Stored entries

-*-

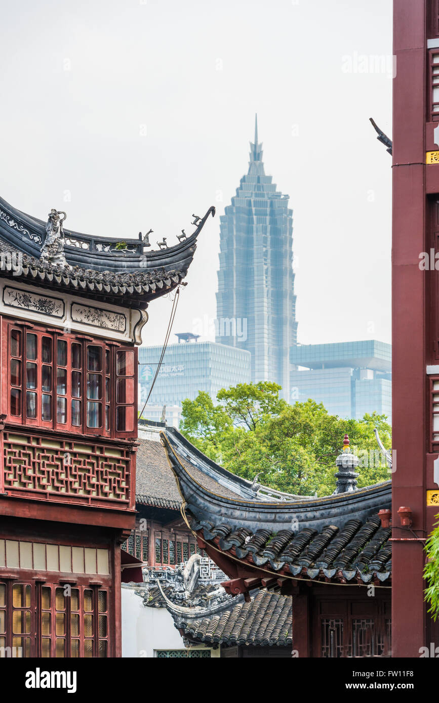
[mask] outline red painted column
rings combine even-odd
[[[414,529],[425,528],[426,279],[419,263],[426,251],[426,6],[393,4],[392,654],[412,657],[425,644],[424,543],[398,541],[413,535],[395,526],[405,505]]]
[[[310,641],[310,595],[306,592],[293,595],[293,651],[300,659],[312,656]]]

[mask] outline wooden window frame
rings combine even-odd
[[[3,360],[4,373],[3,381],[5,383],[5,388],[7,389],[5,395],[6,399],[4,400],[4,410],[6,415],[7,422],[21,425],[29,425],[32,427],[41,427],[56,430],[58,432],[67,432],[74,434],[82,434],[85,436],[98,436],[110,437],[112,439],[134,439],[137,433],[137,354],[136,349],[134,345],[122,345],[113,343],[110,340],[104,340],[101,338],[87,337],[84,335],[64,334],[62,330],[48,330],[42,325],[30,325],[29,323],[20,321],[10,321],[4,320],[3,333]],[[20,333],[20,356],[12,357],[11,355],[11,333],[16,330]],[[26,347],[27,335],[33,334],[37,336],[37,359],[27,360],[26,358]],[[42,339],[49,337],[52,343],[52,359],[50,363],[43,363],[42,361]],[[67,344],[67,359],[66,366],[58,366],[58,342],[65,341]],[[74,369],[72,368],[72,345],[79,344],[81,346],[81,368]],[[101,367],[99,371],[93,371],[87,368],[88,354],[87,350],[90,347],[98,347],[101,349]],[[127,376],[117,375],[116,374],[116,360],[117,354],[120,352],[129,352],[133,355],[132,374]],[[11,360],[19,361],[20,363],[20,378],[19,385],[15,385],[11,382]],[[109,360],[109,368],[107,366],[107,359]],[[26,388],[26,363],[35,363],[37,364],[37,388]],[[50,394],[51,420],[44,420],[42,419],[42,367],[43,366],[50,366],[51,368],[51,389],[50,392],[45,392],[46,394]],[[66,369],[66,392],[65,394],[58,394],[57,392],[57,373],[58,369]],[[82,374],[80,381],[80,396],[77,397],[73,396],[72,390],[72,373],[78,371]],[[96,373],[101,377],[101,397],[99,399],[88,398],[89,374]],[[116,403],[116,392],[117,388],[117,380],[129,380],[133,385],[133,402],[132,403]],[[107,398],[106,387],[108,382],[110,393],[109,398]],[[11,407],[11,392],[12,389],[16,389],[20,394],[20,412],[19,415],[12,414]],[[35,418],[28,418],[26,413],[26,392],[35,392],[37,394],[37,417]],[[58,420],[57,415],[57,401],[58,398],[65,398],[66,399],[66,422],[61,423]],[[81,402],[80,423],[78,425],[72,423],[72,402],[79,400]],[[96,402],[100,404],[101,424],[98,427],[87,427],[87,409],[88,402]],[[106,408],[109,408],[108,420],[109,427],[106,429]],[[129,408],[128,413],[132,413],[133,425],[132,430],[120,430],[116,427],[117,408],[124,406]]]
[[[72,639],[79,641],[78,658],[84,657],[85,640],[90,640],[92,642],[91,657],[98,657],[100,656],[100,643],[106,643],[106,658],[112,656],[112,637],[110,635],[110,591],[108,586],[103,586],[101,584],[84,583],[79,585],[76,583],[71,584],[72,590],[78,591],[78,610],[72,611],[72,599],[68,596],[64,596],[64,608],[61,610],[56,609],[56,589],[61,588],[63,591],[64,584],[66,579],[56,581],[50,580],[46,581],[44,579],[35,580],[34,575],[32,577],[27,576],[23,579],[8,579],[0,574],[0,584],[6,586],[6,607],[0,610],[6,612],[6,634],[0,634],[0,638],[5,638],[6,648],[11,647],[11,655],[13,656],[12,647],[14,646],[13,640],[17,638],[27,637],[30,639],[30,657],[42,657],[43,654],[43,639],[46,638],[50,640],[49,651],[50,658],[56,657],[56,640],[64,640],[64,657],[62,658],[70,658],[72,654]],[[13,607],[13,588],[16,585],[25,585],[30,587],[30,606],[17,608]],[[50,604],[49,608],[42,608],[43,588],[50,589]],[[84,594],[87,591],[91,591],[91,610],[85,610]],[[105,592],[106,600],[106,610],[99,611],[99,592]],[[17,610],[23,611],[30,611],[30,633],[22,633],[21,635],[13,633],[13,613]],[[64,615],[64,629],[62,634],[56,635],[56,613],[63,613]],[[50,633],[45,634],[42,627],[43,613],[50,614]],[[72,636],[72,615],[79,616],[79,634]],[[91,614],[92,616],[92,633],[89,638],[85,637],[84,632],[84,616]],[[106,621],[106,632],[104,636],[99,635],[99,617],[105,618]],[[46,658],[46,657],[42,657]],[[47,657],[49,658],[49,657]]]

-*-

- _OBJECTIVE_
Count the lines above that contain the word "outline" and give only the number.

- _OUTPUT OF THE EXERCISE_
2